▸ Action item
The answer must be every line from the entries below that contains "follows".

▸ Data extract
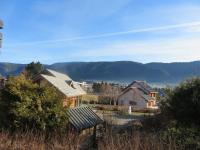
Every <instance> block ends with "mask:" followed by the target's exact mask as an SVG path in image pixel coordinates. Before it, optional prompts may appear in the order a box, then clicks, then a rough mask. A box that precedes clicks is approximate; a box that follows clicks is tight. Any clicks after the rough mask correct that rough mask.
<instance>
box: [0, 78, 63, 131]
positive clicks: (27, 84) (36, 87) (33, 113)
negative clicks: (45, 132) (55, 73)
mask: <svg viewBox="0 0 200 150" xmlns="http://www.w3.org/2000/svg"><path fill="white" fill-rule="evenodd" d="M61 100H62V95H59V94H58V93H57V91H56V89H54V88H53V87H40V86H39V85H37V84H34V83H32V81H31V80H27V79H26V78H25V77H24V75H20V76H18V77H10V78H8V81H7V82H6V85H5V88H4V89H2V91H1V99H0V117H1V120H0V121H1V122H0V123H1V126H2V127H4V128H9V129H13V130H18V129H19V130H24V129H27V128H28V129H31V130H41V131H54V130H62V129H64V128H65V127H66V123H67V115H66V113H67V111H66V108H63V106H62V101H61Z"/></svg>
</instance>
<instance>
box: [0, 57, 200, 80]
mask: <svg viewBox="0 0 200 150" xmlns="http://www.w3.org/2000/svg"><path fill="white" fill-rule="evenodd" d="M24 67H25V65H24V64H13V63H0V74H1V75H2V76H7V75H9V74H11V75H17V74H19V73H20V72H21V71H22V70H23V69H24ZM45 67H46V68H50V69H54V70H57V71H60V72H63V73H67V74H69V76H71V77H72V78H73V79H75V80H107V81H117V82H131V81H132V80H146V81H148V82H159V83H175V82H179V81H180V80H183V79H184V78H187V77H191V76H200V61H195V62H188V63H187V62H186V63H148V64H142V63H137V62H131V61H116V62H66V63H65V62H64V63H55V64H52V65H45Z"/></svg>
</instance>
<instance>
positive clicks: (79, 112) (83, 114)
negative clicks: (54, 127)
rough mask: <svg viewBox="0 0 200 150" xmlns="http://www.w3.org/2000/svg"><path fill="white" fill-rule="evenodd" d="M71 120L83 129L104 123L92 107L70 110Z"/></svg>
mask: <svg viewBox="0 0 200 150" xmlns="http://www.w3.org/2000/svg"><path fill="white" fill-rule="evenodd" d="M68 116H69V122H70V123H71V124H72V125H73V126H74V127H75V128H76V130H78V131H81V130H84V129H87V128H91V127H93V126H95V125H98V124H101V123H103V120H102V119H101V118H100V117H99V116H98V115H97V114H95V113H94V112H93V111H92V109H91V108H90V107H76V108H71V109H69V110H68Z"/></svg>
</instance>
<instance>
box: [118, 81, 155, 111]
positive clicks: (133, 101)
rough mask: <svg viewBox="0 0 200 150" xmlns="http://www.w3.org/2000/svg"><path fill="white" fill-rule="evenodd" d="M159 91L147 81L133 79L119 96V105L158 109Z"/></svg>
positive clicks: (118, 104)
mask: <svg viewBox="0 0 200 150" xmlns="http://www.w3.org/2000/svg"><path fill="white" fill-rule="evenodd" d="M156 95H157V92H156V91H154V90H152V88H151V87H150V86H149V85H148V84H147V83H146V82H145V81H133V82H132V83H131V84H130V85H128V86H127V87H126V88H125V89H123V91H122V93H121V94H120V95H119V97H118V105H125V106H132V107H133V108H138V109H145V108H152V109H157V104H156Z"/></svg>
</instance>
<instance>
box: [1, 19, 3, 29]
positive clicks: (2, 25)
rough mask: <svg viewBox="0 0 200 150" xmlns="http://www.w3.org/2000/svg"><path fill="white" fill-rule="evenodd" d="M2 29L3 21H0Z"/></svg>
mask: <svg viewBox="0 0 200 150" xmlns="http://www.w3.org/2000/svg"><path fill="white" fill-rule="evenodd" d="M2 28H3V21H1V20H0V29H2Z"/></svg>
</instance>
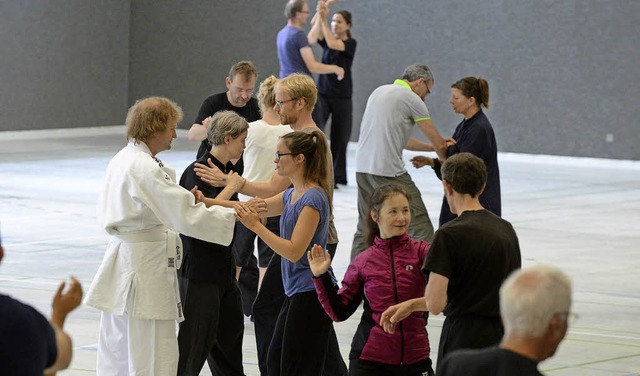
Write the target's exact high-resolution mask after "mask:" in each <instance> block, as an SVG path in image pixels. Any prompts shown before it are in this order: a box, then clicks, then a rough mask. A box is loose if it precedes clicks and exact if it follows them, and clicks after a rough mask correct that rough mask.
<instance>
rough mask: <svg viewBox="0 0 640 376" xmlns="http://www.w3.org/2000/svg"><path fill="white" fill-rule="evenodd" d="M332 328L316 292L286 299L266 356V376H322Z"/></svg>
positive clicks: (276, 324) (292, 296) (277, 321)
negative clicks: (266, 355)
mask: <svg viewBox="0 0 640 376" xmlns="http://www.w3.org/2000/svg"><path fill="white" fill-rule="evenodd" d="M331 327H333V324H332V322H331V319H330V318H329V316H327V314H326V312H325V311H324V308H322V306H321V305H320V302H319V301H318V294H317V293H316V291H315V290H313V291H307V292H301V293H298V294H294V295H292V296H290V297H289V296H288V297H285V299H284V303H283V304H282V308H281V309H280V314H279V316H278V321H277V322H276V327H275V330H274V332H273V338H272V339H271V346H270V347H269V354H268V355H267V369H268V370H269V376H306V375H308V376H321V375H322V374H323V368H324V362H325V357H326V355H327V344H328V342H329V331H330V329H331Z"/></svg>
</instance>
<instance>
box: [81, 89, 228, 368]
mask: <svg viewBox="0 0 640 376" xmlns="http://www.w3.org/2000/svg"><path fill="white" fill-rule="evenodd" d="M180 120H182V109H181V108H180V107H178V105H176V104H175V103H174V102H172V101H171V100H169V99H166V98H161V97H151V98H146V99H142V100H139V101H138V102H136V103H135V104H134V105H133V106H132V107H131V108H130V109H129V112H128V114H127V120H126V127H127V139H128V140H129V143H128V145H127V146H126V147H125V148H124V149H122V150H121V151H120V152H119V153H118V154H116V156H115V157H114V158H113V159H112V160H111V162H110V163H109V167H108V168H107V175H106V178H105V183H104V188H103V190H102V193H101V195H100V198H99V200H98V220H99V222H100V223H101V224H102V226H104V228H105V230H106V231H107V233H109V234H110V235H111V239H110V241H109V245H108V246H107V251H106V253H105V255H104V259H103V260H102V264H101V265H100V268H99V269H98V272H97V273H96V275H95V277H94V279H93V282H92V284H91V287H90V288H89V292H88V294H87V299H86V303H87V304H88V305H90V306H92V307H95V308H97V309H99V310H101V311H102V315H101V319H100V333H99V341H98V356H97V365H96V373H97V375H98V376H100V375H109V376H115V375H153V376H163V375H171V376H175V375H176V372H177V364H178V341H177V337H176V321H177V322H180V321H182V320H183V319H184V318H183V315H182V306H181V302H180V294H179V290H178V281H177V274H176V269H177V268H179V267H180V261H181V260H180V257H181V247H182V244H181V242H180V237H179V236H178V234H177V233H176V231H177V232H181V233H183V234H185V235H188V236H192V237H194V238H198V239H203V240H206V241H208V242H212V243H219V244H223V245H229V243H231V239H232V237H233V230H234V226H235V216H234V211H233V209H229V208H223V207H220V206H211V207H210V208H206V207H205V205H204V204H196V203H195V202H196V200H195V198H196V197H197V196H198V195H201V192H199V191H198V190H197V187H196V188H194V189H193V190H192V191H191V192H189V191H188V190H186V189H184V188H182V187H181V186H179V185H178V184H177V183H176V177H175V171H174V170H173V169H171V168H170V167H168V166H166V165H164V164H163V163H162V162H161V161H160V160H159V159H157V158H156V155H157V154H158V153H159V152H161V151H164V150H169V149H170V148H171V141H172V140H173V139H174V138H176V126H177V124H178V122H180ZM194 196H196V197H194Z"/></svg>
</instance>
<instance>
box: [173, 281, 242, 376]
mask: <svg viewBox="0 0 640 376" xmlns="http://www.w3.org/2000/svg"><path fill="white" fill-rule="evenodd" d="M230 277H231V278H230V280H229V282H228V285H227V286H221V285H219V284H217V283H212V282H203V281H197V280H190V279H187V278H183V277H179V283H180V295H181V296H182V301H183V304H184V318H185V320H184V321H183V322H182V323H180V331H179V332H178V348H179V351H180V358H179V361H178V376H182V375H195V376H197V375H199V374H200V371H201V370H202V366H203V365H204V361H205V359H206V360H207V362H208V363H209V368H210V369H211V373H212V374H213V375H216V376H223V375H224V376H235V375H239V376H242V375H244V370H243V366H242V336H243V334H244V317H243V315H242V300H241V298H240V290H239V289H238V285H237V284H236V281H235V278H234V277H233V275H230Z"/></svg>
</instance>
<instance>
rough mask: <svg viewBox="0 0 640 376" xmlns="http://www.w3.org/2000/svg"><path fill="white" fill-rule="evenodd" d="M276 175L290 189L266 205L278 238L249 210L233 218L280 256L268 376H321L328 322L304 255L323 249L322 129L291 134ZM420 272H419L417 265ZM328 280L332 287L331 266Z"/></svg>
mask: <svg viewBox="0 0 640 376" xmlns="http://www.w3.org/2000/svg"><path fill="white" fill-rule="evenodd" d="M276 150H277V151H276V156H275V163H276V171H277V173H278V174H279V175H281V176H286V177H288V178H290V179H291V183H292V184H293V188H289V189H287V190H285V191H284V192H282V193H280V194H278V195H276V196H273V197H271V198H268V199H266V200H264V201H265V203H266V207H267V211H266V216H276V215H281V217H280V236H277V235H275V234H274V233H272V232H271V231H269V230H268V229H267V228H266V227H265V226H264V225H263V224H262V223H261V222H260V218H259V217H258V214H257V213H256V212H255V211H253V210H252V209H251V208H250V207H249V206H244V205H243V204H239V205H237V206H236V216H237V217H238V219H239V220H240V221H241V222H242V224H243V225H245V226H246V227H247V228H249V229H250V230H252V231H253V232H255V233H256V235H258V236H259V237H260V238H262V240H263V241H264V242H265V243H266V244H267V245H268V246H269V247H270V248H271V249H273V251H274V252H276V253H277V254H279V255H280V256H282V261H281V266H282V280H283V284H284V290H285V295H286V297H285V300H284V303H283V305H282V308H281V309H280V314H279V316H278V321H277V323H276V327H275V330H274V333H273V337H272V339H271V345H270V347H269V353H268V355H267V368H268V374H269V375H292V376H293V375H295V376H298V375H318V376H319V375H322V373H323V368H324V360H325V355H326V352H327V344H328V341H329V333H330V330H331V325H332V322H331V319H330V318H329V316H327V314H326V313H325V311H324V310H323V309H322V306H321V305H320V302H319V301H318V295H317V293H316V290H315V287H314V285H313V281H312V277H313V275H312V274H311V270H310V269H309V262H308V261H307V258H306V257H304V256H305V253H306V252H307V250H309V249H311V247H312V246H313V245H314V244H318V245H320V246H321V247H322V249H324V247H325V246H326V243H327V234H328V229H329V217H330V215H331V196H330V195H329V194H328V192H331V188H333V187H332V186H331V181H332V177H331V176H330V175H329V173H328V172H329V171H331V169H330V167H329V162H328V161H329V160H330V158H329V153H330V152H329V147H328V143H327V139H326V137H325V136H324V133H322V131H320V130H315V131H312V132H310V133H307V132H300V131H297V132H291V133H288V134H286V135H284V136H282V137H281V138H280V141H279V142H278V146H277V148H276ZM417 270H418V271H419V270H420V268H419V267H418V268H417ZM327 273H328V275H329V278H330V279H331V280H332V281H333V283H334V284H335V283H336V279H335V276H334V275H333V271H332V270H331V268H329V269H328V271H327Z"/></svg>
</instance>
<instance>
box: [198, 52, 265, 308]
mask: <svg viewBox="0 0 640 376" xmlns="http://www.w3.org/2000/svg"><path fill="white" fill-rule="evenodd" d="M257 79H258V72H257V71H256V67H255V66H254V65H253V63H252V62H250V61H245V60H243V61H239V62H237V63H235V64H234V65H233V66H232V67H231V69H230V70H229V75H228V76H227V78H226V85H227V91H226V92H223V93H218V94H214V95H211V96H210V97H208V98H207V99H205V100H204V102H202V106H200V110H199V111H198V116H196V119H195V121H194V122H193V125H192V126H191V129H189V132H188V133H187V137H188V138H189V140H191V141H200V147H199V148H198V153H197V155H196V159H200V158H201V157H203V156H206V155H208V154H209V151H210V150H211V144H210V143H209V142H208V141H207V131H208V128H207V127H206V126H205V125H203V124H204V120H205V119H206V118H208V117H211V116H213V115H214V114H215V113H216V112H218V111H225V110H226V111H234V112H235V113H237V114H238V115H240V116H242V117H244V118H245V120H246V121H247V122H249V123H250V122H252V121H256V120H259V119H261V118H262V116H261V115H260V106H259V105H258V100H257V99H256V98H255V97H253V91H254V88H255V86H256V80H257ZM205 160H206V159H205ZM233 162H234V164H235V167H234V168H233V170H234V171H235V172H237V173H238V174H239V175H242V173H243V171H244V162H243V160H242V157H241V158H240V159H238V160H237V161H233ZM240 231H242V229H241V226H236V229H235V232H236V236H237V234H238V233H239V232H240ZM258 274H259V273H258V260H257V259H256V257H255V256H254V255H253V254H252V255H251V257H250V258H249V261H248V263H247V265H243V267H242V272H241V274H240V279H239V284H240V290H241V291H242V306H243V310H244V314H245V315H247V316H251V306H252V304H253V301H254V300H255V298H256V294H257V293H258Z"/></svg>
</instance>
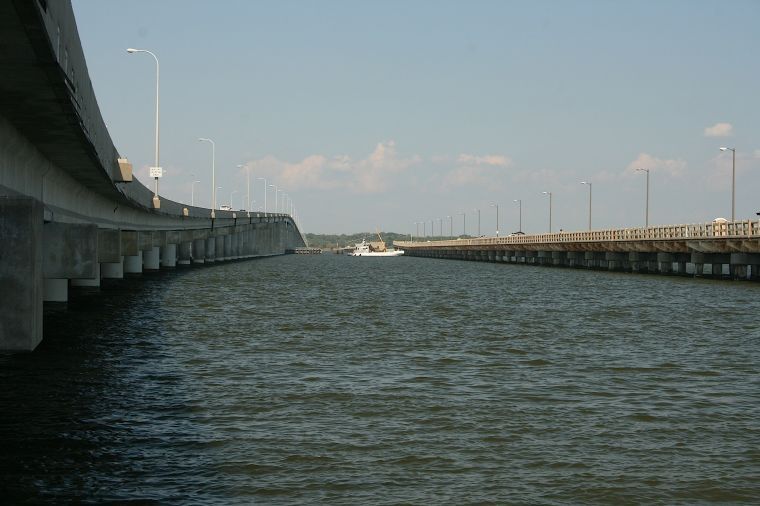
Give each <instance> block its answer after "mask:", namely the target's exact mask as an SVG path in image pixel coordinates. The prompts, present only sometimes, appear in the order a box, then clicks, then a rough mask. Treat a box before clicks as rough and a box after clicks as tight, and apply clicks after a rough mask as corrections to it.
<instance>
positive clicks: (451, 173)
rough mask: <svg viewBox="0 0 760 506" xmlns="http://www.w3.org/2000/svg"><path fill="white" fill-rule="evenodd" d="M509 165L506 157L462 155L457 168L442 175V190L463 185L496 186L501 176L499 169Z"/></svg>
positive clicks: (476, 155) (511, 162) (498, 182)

▸ Your response
Every <instance> block ends with "mask:" followed by the target's exact mask as an SVG path in image pixel coordinates. Before it, optional prompts may appear in the order a box, then clicks, then a rough mask. A box that precedes clicks is approximate; a box that follows clicks is tight. Any clicks after the rough mask correct that rough mask.
Write the target's exact high-resolution mask after "mask:" in each <instance> block, as an SVG path in image pixels. Any prompts shown before it are in this order: a box, then clicks, then a rough mask. A box is loose if it precedes clicks and exact if it follows them, and clicks after a rough mask correct that rough mask.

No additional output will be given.